**Aim**:
Copy out the entries below word for word, starting at the line that contains "Check that each instance of the convertible" and continuing to the end of the entries, with both ends included. Give only those lines.

(Data entries)
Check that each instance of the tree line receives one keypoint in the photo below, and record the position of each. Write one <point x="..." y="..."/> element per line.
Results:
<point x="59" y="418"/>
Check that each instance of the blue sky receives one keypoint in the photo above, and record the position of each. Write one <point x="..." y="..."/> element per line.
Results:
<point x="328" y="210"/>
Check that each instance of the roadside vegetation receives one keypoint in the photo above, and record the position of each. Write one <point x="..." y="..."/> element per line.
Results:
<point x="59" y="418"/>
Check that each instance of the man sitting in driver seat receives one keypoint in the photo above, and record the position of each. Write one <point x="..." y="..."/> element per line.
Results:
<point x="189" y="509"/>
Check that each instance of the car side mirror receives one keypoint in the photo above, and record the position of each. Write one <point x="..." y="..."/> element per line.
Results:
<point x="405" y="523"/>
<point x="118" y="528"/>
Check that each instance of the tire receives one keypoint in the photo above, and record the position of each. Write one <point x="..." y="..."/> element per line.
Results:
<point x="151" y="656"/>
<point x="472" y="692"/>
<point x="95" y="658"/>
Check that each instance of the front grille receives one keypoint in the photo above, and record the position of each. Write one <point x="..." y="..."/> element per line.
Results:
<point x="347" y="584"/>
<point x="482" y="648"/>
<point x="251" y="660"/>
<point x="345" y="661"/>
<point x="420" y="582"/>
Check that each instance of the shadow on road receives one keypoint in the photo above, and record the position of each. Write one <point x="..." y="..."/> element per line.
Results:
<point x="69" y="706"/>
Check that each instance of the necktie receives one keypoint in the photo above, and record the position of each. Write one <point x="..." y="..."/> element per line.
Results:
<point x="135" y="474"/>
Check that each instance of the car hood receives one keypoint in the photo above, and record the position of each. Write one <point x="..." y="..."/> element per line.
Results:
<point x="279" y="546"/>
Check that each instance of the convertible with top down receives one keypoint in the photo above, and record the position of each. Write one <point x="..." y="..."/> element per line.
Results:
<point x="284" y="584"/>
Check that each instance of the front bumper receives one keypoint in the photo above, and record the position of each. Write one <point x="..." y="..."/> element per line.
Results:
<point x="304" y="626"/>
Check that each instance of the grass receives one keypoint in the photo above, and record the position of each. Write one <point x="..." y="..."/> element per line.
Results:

**Result below**:
Check that each instance of the convertible with top down receives one keypoint in the photo above, and record the position of each. Write one <point x="..." y="..."/> element per line.
Results:
<point x="284" y="584"/>
Check that each instance of the front bumper receives one keypoint in the photo above, and record the position of each. Write one <point x="..." y="..."/> element per line.
Results:
<point x="304" y="626"/>
Check that each instance of the grass receives one keypoint in the photo above, and record the position of each. Write one <point x="..." y="..."/> element per line.
Results:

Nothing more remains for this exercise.